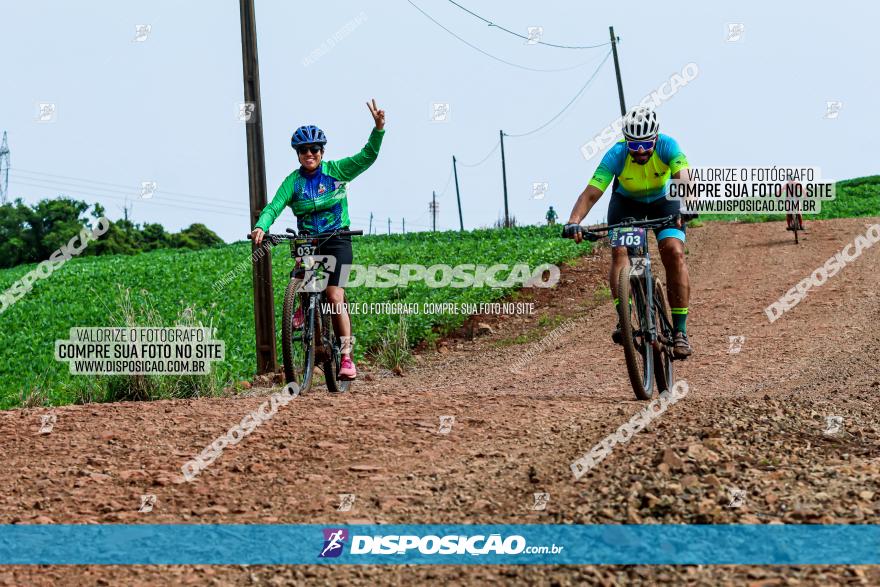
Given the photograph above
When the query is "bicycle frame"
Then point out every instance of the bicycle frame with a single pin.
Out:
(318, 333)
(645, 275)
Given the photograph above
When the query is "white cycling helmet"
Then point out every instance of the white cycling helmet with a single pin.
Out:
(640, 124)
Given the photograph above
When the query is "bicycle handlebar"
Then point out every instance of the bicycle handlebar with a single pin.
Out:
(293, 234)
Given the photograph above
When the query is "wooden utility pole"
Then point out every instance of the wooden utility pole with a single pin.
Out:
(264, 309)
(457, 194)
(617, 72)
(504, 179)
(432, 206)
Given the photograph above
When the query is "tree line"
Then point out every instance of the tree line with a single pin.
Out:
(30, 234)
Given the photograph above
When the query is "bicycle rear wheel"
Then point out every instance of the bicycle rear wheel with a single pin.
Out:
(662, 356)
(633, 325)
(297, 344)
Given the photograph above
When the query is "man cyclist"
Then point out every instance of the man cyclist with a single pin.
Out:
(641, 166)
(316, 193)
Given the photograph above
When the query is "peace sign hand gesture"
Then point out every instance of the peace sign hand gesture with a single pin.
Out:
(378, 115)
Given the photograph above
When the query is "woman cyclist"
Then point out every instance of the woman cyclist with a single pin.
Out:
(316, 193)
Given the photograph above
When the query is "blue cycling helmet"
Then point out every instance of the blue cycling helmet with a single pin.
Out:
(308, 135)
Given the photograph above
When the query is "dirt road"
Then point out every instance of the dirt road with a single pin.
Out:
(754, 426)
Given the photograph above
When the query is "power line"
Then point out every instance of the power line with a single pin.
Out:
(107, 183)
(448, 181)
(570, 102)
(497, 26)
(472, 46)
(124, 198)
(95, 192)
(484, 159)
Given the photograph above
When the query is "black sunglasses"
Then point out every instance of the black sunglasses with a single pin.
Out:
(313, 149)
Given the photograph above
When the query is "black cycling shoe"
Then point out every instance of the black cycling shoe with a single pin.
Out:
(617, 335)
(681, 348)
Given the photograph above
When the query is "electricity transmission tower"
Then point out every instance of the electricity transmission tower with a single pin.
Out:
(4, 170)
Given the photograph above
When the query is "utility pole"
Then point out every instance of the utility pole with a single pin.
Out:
******
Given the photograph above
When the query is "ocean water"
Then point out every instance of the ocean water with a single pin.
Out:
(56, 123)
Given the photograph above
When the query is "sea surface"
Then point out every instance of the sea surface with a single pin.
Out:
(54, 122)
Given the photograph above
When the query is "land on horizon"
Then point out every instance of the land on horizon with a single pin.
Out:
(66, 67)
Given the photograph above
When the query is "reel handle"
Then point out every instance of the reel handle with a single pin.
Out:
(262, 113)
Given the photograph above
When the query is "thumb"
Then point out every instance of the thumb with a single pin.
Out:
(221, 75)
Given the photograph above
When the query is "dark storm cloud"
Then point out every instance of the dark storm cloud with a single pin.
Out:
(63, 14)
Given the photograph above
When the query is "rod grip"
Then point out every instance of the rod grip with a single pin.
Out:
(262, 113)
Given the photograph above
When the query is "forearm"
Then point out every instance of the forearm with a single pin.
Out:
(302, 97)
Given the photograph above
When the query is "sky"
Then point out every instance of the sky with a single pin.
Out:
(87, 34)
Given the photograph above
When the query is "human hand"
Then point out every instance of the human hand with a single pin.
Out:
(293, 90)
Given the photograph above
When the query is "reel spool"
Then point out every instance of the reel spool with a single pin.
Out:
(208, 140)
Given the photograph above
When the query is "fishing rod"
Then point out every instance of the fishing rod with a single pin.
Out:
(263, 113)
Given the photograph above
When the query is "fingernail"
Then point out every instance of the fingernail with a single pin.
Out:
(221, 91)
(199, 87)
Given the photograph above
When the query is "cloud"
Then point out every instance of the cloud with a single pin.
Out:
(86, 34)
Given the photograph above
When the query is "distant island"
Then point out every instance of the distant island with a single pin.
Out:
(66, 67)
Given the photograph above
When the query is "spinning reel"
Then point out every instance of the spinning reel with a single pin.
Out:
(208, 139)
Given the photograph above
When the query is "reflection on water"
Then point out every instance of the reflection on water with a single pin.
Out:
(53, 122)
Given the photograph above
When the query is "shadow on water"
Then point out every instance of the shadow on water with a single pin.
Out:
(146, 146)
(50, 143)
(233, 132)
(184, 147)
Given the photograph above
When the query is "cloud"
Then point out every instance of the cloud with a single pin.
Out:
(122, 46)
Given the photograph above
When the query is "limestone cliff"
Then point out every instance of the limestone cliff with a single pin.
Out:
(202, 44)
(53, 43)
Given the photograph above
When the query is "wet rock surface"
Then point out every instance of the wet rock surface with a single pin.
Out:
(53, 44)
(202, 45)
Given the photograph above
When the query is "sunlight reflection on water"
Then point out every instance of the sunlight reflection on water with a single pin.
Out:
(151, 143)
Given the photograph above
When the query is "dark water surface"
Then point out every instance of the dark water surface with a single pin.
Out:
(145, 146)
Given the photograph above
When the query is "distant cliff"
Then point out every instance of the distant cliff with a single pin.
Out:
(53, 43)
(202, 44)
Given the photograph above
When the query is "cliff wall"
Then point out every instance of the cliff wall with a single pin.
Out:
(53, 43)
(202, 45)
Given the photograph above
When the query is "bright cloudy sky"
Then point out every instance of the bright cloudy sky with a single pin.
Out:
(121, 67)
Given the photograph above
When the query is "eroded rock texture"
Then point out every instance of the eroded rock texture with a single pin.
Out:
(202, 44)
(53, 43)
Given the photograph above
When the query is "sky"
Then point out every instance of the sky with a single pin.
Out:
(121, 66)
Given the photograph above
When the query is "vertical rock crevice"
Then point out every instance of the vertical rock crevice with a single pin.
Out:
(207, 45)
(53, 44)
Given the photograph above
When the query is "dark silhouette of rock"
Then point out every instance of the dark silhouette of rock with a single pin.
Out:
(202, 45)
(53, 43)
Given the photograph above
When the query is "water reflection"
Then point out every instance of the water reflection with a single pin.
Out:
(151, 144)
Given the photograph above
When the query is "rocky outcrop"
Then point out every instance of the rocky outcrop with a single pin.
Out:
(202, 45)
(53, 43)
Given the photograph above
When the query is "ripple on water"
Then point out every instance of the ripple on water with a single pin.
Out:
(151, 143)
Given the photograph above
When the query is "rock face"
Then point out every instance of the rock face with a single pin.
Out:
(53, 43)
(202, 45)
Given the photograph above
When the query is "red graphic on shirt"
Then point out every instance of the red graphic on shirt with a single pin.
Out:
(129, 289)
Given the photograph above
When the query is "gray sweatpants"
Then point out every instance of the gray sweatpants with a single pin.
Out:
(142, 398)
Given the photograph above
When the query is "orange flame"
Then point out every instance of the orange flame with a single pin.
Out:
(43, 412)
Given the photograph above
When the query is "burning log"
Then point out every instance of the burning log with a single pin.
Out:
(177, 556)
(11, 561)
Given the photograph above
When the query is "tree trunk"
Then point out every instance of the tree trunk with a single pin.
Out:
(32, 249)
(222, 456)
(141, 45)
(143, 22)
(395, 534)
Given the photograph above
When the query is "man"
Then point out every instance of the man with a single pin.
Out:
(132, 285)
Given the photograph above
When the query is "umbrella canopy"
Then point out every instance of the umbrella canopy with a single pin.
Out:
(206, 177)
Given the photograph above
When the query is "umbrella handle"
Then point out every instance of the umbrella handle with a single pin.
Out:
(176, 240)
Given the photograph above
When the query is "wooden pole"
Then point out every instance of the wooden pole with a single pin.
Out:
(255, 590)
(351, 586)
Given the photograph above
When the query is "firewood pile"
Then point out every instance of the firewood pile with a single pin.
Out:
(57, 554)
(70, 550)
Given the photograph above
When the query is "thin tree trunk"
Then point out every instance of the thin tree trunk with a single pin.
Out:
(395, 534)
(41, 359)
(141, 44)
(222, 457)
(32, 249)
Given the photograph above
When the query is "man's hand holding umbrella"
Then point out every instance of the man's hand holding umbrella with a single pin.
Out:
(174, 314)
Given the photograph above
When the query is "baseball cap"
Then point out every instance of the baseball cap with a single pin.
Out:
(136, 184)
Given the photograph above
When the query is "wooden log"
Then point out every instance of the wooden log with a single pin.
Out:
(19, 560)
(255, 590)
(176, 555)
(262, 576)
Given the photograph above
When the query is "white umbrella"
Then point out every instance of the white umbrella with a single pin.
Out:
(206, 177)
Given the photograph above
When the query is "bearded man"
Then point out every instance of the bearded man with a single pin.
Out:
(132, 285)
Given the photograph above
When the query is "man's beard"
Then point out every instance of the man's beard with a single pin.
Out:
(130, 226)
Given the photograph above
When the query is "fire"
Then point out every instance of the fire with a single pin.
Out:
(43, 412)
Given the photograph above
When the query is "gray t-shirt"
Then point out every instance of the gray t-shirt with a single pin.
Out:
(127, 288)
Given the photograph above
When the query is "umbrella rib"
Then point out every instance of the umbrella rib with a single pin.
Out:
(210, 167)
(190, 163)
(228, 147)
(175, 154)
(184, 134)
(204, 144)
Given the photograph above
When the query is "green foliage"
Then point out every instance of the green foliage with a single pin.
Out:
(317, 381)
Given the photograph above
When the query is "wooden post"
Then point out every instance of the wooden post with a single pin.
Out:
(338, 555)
******
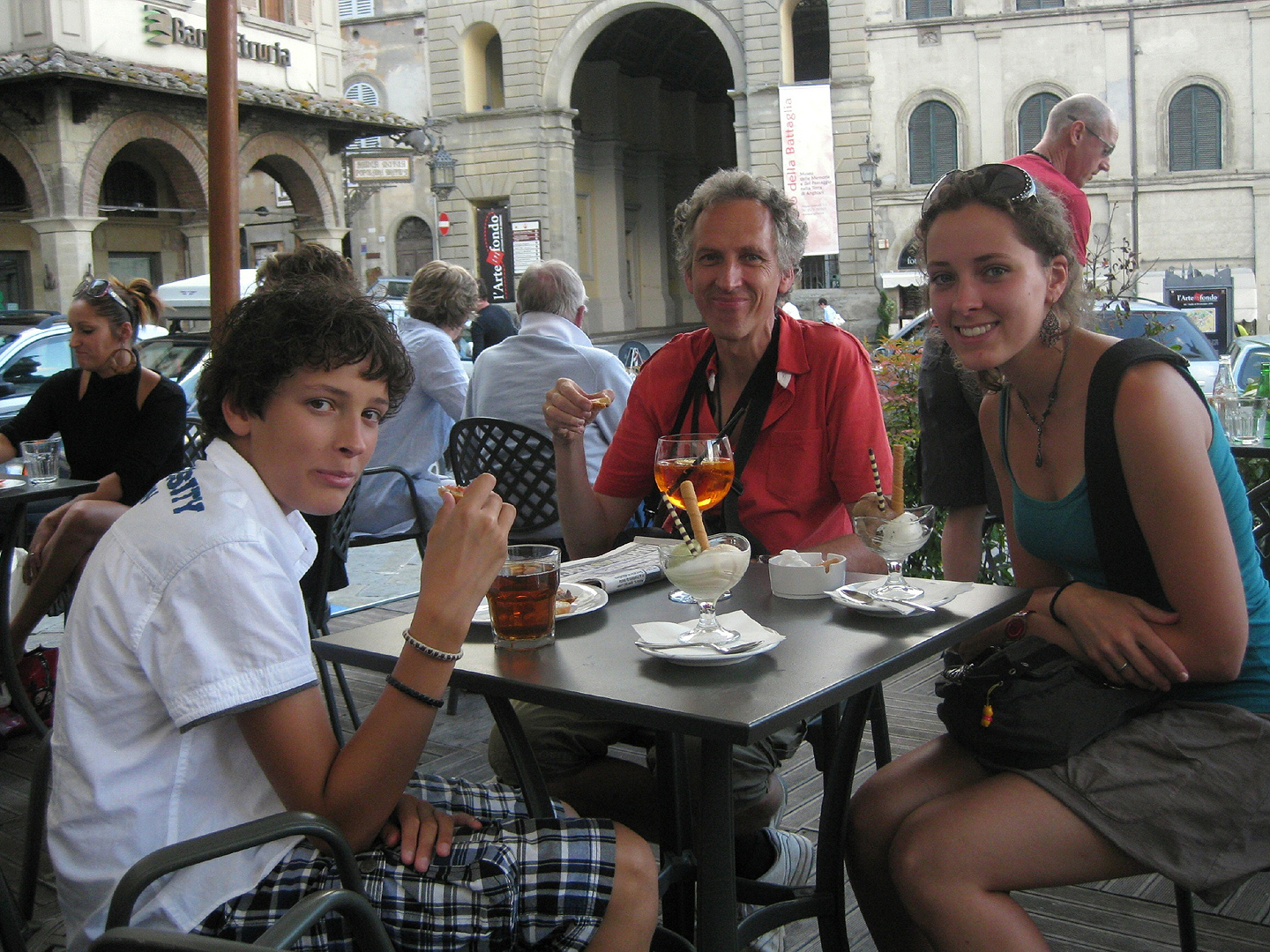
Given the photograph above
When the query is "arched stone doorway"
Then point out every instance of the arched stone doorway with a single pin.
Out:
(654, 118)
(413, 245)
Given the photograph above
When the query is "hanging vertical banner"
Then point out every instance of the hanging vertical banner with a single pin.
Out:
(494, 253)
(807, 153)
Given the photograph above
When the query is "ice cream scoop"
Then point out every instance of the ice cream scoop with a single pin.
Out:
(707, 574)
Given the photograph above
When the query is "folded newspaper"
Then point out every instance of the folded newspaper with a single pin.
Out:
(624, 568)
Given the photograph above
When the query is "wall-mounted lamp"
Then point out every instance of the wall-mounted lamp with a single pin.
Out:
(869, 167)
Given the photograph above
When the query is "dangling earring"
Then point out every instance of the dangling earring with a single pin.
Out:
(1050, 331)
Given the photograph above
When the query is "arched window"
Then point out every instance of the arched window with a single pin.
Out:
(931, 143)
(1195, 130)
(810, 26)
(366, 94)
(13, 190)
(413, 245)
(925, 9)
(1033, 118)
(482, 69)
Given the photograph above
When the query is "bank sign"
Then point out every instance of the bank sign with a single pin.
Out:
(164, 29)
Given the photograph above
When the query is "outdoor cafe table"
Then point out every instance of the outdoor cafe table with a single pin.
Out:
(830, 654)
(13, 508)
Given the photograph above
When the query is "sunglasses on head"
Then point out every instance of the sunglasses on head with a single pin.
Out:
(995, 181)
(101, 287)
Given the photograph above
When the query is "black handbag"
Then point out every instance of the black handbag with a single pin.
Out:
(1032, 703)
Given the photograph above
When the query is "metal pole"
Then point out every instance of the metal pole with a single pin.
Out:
******
» DIRECTIONS FOR THIS TASK
List every line in the rows above that contains the word "blue", copying each line in full. Match case exactly.

» PROBLEM SOLUTION
When the query is "blue cycling helmet"
Then point out every instance of the blue cycling helmet with a single pin.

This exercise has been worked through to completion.